**Text for analysis**.
RPSFT: New fine-tuning method preserves pretrained knowledge while improving OOD generalization
Efficiently prevents catastrophic forgetting by locking singular vectors without Hessian or Fisher computing.
A team of researchers has introduced Rotation-Preserving Supervised Fine-Tuning (RPSFT), a method that maintains a model's pretrained knowledge during fine-tuning without sacrificing task adaptation. Traditional SFT often degrades out-of-domain (OOD) performance by rotating weight matrices in sensitive directions. Prior work identified Hessian or Fisher information as the correct metric, but computing these for LLMs is prohibitively expensive. RPSFT offers a computationally efficient proxy: it penalizes changes to the projected top-k singular-vector block of each pretrained weight matrix, effectively locking the most important rotations while allowing adaptation in other subspaces.
Evaluated on math reasoning data across various model families and sizes (including GPT-style architectures), RPSFT consistently outperforms standard SFT and strong baselines on both in-domain accuracy and OOD generalization. The method also produces representations closer to the pretrained state and serves as a better initialization for subsequent RL fine-tuning. The code is publicly available, making it easy for practitioners to adopt. This work addresses a core tension in fine-tuning and could extend to multimodal models or instruction tuning settings.
- RPSFT penalizes changes in top-k singular vectors of each weight matrix as a proxy for Fisher-sensitive directions, avoiding costly Hessian computations.
- On math reasoning tasks, RPSFT improves the in-domain/OOD trade-off across multiple model families and sizes compared to standard SFT and baselines.
- RPSFT better preserves pretrained representations and provides stronger initializations for downstream reinforcement learning fine-tuning.
Why It Matters
Enables LLMs to learn new tasks without losing general knowledge, reducing the need for large OOD datasets.

**Your objective**. Can you summarize the text on RPSFT in two sentences?

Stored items
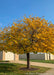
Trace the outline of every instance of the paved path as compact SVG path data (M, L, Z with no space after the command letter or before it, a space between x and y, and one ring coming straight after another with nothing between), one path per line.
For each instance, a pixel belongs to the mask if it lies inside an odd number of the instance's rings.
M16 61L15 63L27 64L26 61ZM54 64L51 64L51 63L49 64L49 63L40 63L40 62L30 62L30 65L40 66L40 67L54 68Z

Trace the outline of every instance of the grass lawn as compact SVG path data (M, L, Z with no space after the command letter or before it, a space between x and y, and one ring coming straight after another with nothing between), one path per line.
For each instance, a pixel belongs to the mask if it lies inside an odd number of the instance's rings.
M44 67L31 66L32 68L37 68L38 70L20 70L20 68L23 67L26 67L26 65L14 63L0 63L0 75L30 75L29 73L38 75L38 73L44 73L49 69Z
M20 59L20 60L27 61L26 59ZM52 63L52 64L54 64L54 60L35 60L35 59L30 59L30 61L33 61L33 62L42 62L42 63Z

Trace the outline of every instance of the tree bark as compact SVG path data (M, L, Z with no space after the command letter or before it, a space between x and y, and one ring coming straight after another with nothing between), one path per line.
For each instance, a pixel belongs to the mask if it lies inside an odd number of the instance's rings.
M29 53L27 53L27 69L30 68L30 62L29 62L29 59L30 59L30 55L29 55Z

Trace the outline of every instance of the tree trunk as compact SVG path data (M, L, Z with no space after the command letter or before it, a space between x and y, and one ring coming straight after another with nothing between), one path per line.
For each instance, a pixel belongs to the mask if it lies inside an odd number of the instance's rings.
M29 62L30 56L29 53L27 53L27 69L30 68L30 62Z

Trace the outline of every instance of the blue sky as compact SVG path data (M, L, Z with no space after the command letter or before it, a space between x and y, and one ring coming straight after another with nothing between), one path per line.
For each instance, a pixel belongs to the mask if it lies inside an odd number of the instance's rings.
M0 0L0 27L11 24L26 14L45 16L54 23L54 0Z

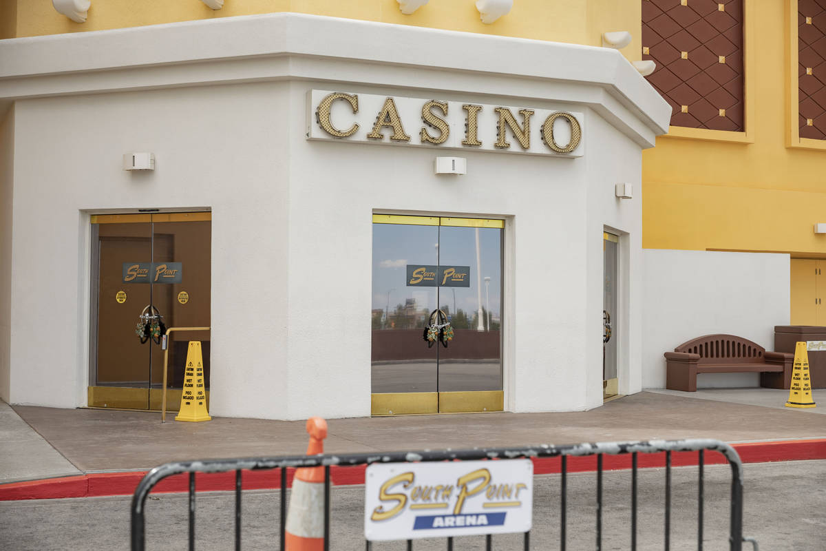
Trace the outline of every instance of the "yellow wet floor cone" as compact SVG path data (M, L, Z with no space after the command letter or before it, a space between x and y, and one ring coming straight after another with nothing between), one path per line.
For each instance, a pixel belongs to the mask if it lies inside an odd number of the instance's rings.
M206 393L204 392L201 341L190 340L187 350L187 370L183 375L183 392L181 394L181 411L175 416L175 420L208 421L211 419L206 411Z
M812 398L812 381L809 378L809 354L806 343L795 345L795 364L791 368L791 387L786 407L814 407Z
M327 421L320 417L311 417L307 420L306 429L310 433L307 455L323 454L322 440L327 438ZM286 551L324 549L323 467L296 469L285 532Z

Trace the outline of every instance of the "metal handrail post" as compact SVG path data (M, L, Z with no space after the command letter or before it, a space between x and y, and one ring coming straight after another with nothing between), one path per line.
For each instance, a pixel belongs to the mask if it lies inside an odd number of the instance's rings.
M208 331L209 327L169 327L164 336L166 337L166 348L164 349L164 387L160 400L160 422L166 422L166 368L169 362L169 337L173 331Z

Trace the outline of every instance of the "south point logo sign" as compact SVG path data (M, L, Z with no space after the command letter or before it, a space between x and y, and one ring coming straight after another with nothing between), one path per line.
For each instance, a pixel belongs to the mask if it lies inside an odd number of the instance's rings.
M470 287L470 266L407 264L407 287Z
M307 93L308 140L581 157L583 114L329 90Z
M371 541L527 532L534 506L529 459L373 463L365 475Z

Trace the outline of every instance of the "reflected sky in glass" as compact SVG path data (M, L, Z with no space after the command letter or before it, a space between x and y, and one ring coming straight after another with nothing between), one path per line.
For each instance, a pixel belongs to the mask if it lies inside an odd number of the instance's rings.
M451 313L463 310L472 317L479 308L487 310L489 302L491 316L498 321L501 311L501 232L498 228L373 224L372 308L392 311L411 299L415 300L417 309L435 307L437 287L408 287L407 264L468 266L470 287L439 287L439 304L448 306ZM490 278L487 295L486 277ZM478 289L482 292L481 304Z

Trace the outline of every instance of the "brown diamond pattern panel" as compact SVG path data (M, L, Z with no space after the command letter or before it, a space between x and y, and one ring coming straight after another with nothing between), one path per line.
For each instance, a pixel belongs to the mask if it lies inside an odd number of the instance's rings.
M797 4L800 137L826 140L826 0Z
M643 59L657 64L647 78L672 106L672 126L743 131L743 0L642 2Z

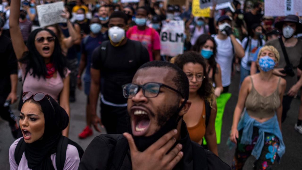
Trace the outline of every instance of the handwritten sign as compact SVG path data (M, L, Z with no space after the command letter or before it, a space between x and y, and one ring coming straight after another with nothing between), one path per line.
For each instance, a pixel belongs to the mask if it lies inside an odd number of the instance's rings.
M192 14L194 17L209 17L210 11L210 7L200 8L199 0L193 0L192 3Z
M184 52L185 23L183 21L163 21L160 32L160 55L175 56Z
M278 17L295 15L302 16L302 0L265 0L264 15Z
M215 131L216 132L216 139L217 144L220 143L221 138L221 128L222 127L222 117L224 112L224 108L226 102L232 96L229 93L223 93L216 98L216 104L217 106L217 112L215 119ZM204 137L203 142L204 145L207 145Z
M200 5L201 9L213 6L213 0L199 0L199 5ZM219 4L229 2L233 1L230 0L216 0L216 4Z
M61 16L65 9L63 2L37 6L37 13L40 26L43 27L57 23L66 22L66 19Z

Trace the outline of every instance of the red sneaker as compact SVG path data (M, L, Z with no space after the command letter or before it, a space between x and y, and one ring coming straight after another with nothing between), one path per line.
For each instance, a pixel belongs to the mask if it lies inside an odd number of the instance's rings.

**Answer section**. Rotation-Preserving Supervised Fine-Tuning (RPSFT) preserves a model's pretrained knowledge during fine-tuning by penalizing changes to the projected top-k singular-vector block of each pretrained weight matrix, an efficient proxy for the Hessian or Fisher information that is prohibitively expensive to compute for LLMs. On math reasoning data across various model families and sizes, it outperforms standard SFT and strong baselines on both in-domain accuracy and OOD generalization, keeps representations closer to the pretrained state, and serves as a better initialization for subsequent RL fine-tuning.